#### [TASK DIRECTIONS]
Please retype all of the material below line for line, with no changes.

#### [EXCERPTED RECORDS]

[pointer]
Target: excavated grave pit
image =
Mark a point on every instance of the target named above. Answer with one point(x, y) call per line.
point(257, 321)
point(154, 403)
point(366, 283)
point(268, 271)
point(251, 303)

#### [REPLY TO THE EXERCISE]
[pointer]
Target: excavated grave pit
image =
Mark a point on every instance of the target named above. Answer with one point(x, y) call per line.
point(257, 321)
point(154, 403)
point(366, 283)
point(268, 271)
point(251, 303)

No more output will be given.